-- SHORT PROBLEM A --
Can you sum up the thread on cherry chocolate wine in two sentences?

-- SELECTED EXCERPT --
------------------------------------------------------------------------

# Cherry chocolate wine



## Merleshizy (Dec 26, 2012)

I want to make a cherry chocolate wine. Being new to this I was wondering if anyone had a good recipe. Also I want to use a white wine yeast. What would be the difference between a white and red yeast in it? It will be 3 gallons a well.


----------



## Thig (Dec 26, 2012)

Jack Keller makes it after the Christmas holidays because the candy is usually cheaper then. This is from his blog. 

View attachment Chocolate Covered Cherry Wine.pdf


----------



## Merleshizy (Dec 26, 2012)

I'll give it a look, I think I need to approach this differently though. I need to get a good cherry wine and then modify. I'm going to use cacao nibs and some vanilla bean. Nice raw product not preservatives. researching as we speak.


----------



## ManicMonkey (Jan 6, 2018)

I have a sweet cherry tree in our garden and this looks like an interesting recipe! Any advice for quantities if I were to use fresh cherries and a bar of chocolate? Milk or dark?


----------



## Zintrigue (Feb 14, 2018)

I took the cheap and easy route with mine. I used Danger Dave's dragon blood recipe, except instead of mixed frozen fruit I did pure cherries. Cleared and stabilized like normal, then just before letting it sit I backsweetened with chocolate liqueur. For 1 gallon I do about 8 tbsp (give or take a bit to taste). Then I add a bit less than the recommended sugar because chocolate liqueur is already sweet. Family seems to love the hell out of it.


----------



## priZm (Feb 22, 2019)

What kind of chocolate liquor did you use?? Like Godiva? I'm wondering how that works when you add it in, wouldn't it reduce the clarity of the wine?


----------



## Mrose (Feb 23, 2019)

I make a raspberry white choclate wine that I can’t keep made fast enough! I use the orchard breezin kit and Monin Suryp. I’ll only use 1/2 of the F-pack from the kit and use the whole bottle of white choclate.


----------



## salcoco (Feb 23, 2019)

cream de cacaoe is a good liquor for chocolate flavor. visit https://winemaking.jackkeller.net/index.asp for a strawberry chocolate wine . of importance is using a dutch choclate that has been processed properly. Keller has a discussion of this on his blog.


----------



## WinoDave (Feb 24, 2019)

Mrose said:


> I make a raspberry white choclate wine that I can’t keep made fast enough! I use the orchard breezin kit and Monin Suryp. I’ll only use 1/2 of the F-pack from the kit and use the whole bottle of white choclate.


You buy that $9.95 bottle of white chocolate from Monin? Making sure I’m buying the right thing. Sounds like a great idea. Thinking of getting the chocolate and adding it too a strawberry kit and cherry kit.


----------



## Mrose (Feb 25, 2019)

WinoDave, yep that’s what I use. I gets good results and I’m very happy with the results. Haven’t had good results with the dark chocolate it makes the wine grainy tasting.


----------



## WinoDave (Feb 25, 2019)

Mrose said:


> WinoDave, yep that’s what I use. I gets good results and I’m very happy with the results. Haven’t had good results with the dark chocolate it makes the wine grainy tasting.


Thank You for that information, especially on the chocolate. Weird chocolate syrup would be grainy?? Maybe I’ll do cocoa nibs for cherry and strawberry
I bought a chocolate cherry dessert wine kit and it is awesome. Making the chocolate/raspberry wine kit now. Just looking for something that’s a little cheaper to make. Those kits are $90 a piece and you only get 3 gallons


----------



## Mrose (Feb 25, 2019)

WinoDave, I should have been more specific,it’s the dark chocolate that makes the wine grainy tasting. The white chocolate is the way to go.


----------



## WinoDave (Feb 26, 2019)

Mrose said:


> WinoDave, I should have been more specific,it’s the dark chocolate that makes the wine grainy tasting. The white chocolate is the way to go.


THankYou, Island mist makes a great cherry wine kit if you ever want to try a white chocolate cherry. Think these might be my next 2 kits.


----------

------------------------------------------------------------------------

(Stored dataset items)
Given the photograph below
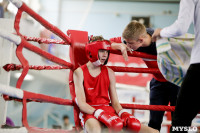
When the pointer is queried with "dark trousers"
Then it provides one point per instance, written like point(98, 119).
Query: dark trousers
point(161, 93)
point(188, 101)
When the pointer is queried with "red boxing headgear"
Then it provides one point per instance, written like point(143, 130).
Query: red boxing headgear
point(92, 50)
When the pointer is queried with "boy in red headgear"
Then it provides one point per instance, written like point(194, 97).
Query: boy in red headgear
point(95, 89)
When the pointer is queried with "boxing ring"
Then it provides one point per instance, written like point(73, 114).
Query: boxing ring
point(76, 40)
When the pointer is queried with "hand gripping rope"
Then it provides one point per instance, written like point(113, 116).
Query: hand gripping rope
point(77, 41)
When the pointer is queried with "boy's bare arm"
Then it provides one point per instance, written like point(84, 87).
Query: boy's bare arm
point(112, 91)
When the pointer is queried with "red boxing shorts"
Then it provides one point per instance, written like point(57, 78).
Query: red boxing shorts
point(84, 117)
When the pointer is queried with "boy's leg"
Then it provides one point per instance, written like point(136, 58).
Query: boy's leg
point(188, 104)
point(93, 126)
point(174, 90)
point(159, 95)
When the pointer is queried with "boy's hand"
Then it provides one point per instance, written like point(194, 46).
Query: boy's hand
point(110, 120)
point(156, 34)
point(123, 48)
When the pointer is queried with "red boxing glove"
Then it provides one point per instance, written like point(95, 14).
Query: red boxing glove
point(129, 121)
point(110, 120)
point(116, 40)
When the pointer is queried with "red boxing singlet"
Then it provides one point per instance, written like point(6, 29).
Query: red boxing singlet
point(96, 88)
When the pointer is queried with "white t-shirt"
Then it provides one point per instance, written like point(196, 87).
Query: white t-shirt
point(189, 12)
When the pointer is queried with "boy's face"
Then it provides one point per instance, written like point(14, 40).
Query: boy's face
point(133, 44)
point(103, 55)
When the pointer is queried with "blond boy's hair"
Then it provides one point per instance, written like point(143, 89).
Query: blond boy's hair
point(134, 30)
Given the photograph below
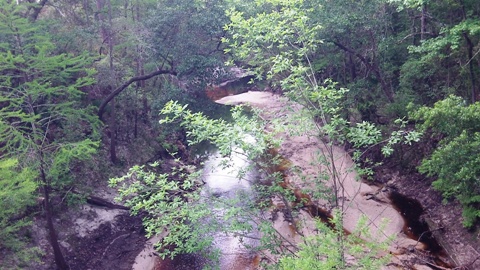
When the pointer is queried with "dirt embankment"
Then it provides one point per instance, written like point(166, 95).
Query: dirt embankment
point(359, 198)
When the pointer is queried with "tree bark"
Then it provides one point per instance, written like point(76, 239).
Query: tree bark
point(57, 252)
point(119, 89)
point(470, 46)
point(36, 10)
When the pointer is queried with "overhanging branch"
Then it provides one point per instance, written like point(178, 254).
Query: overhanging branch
point(122, 87)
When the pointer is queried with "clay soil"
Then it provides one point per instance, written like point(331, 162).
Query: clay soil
point(444, 220)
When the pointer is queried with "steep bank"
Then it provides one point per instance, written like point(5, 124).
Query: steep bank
point(360, 199)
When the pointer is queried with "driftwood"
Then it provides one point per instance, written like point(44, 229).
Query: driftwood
point(104, 203)
point(97, 201)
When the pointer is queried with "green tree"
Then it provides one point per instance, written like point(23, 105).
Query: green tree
point(456, 160)
point(17, 192)
point(42, 121)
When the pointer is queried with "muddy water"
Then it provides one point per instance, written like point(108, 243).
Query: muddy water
point(222, 183)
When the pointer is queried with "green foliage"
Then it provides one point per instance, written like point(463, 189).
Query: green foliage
point(456, 161)
point(172, 203)
point(17, 189)
point(43, 124)
point(322, 250)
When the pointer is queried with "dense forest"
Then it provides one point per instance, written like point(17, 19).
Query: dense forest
point(116, 97)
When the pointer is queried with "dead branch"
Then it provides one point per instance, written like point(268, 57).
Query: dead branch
point(122, 87)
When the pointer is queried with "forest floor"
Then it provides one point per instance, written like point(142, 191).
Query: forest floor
point(93, 237)
point(462, 246)
point(101, 238)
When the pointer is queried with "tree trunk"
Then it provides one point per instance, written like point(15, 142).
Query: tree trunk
point(470, 46)
point(113, 134)
point(57, 252)
point(423, 25)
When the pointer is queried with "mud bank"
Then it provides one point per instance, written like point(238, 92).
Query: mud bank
point(359, 198)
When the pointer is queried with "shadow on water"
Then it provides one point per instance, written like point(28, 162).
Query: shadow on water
point(417, 228)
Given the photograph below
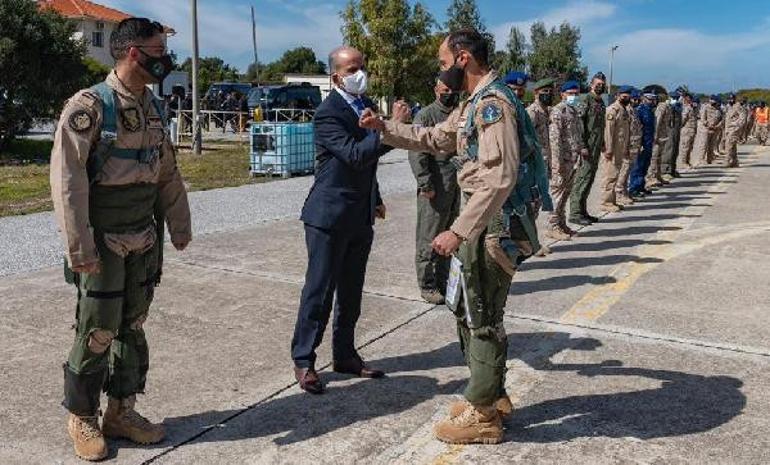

------------------------------------------------------------------------

-- SHORT PROBLEM B --
Will you reproduce word for word the records from their start up to and including the line with "point(188, 101)", leaving out the pictures?

-- REPLY A --
A newcomer asks for a cherry chocolate wine recipe, and replies point to a chocolate covered cherry wine recipe from Jack Keller's blog, a dragon blood recipe made with pure cherries and backsweetened with chocolate liqueur, and a cacao liqueur for chocolate flavor. Another member makes a raspberry white chocolate wine from an Orchard Breezin kit and Monin syrup, and says dark chocolate makes the wine taste grainy while white chocolate is the way to go.

-- REPLY B --
Given the photograph below
When the pointer is queried with "dark trousers"
Then it provides one point per instance, written like point(98, 119).
Query: dark trousers
point(161, 93)
point(188, 101)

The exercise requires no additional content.